● **What you need to do**
Gather every one of the lines below that contains the string "race", and copy each such line in full. The match is case-sensitive.
** START OF Given data **
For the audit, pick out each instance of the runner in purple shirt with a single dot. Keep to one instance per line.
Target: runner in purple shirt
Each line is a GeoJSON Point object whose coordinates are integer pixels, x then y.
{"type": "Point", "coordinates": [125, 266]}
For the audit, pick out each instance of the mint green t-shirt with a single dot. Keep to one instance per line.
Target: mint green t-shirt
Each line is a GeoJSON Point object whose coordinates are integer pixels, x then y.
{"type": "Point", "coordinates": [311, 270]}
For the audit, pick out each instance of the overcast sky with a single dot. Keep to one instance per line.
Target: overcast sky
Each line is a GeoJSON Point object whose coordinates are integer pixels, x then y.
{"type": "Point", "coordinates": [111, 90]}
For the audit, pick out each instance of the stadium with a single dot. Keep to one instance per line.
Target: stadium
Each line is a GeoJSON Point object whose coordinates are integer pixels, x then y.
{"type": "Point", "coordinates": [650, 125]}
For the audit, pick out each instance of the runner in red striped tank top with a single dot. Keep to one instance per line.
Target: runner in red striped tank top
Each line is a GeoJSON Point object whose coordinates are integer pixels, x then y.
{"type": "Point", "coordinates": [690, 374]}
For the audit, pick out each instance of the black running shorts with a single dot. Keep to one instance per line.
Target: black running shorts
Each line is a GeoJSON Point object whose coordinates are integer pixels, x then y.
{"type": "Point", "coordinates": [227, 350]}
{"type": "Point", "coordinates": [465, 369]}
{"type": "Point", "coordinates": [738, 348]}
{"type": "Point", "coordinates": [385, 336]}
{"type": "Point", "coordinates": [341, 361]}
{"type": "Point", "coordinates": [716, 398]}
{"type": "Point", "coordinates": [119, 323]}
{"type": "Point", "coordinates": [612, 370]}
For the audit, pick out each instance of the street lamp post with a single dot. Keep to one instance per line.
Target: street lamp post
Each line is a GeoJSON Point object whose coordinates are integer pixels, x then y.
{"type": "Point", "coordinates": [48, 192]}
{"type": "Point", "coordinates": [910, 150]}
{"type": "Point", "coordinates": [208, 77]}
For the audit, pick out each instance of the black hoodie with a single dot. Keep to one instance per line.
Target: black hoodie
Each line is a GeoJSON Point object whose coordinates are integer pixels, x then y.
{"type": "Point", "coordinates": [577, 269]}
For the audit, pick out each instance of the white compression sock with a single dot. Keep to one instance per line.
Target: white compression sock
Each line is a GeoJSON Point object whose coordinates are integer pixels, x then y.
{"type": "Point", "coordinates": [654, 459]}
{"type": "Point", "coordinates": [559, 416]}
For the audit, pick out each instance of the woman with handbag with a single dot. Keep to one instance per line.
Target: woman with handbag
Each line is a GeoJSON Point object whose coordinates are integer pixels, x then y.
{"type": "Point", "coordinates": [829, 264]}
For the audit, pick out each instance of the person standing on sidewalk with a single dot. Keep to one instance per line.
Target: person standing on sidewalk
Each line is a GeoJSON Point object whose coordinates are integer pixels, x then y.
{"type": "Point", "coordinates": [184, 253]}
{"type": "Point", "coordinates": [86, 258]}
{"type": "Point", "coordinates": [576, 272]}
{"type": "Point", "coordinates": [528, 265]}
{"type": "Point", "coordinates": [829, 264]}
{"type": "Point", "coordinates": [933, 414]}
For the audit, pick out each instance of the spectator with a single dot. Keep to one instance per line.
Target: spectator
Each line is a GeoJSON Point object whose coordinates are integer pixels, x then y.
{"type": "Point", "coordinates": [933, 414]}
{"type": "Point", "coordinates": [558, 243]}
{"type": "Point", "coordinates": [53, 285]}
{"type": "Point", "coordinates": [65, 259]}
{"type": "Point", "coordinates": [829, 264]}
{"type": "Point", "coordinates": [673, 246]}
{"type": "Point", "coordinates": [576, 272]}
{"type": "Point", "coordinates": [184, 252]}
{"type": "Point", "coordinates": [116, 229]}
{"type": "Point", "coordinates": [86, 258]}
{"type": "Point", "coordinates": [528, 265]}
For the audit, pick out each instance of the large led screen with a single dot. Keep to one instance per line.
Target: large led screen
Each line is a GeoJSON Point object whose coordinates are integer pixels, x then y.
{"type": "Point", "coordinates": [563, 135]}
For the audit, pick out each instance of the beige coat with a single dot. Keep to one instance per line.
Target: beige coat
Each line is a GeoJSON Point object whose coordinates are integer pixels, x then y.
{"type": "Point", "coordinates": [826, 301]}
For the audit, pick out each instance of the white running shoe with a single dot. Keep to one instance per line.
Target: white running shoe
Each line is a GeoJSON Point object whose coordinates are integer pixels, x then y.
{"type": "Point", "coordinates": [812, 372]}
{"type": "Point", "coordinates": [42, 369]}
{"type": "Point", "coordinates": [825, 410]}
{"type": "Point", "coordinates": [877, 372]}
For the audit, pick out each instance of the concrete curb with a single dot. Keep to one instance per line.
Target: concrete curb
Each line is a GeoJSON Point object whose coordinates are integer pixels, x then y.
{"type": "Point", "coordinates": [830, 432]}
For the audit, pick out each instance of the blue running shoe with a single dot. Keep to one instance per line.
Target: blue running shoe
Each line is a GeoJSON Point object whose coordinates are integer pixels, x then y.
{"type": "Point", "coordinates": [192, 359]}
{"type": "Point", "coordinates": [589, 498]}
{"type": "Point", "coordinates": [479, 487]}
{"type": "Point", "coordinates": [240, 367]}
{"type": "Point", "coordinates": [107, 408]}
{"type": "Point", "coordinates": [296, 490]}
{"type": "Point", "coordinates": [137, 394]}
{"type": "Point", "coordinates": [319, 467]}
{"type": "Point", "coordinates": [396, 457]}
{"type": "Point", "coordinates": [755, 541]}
** END OF Given data **
** START OF Given data **
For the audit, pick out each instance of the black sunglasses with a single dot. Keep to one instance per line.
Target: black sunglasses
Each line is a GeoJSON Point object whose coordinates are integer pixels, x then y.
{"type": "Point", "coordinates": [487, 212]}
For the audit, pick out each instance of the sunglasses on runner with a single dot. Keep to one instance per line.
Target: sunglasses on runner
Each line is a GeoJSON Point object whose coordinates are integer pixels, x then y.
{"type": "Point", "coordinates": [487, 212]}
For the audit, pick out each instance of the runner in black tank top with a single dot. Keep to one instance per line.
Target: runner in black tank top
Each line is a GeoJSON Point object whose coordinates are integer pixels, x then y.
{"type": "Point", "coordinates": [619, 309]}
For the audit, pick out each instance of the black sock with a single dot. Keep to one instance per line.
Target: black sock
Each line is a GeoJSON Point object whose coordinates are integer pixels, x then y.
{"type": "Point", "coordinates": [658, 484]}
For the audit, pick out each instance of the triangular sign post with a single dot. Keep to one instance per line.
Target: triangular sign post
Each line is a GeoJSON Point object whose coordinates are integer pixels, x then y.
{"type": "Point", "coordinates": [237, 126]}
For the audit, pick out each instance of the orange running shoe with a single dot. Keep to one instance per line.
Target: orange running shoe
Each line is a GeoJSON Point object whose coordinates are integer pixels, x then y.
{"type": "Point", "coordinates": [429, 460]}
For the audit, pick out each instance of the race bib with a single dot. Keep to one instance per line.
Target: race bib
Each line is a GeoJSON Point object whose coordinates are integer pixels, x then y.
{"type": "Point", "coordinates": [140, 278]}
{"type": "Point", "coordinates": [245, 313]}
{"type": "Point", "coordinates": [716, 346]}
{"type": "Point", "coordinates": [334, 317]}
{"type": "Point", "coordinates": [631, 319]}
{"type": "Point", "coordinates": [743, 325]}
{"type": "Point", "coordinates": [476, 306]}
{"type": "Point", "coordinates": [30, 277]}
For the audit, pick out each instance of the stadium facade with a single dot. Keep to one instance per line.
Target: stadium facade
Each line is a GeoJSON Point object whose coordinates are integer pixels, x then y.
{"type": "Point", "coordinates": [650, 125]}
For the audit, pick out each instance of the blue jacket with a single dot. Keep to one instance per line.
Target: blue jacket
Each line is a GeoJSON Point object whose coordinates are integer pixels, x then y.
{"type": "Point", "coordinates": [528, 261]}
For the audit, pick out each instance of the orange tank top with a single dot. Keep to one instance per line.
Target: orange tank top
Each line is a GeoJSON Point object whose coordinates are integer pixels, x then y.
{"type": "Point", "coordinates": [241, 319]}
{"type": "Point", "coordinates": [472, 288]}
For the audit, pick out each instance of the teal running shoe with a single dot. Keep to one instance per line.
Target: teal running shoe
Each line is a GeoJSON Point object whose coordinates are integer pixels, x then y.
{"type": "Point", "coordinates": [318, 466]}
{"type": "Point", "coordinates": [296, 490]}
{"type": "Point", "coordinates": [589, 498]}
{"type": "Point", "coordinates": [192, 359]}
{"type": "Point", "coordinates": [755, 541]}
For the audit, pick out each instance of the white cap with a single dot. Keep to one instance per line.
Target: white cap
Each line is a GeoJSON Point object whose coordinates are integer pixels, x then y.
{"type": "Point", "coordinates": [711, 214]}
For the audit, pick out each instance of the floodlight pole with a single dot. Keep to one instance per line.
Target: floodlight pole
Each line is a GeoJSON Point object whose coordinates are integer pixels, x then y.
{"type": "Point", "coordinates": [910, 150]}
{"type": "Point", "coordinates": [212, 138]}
** END OF Given data **
● **Output for this task**
For the audit, pick out each instance of the race bib with a single dot. Keep to one instance per line.
Target: race bib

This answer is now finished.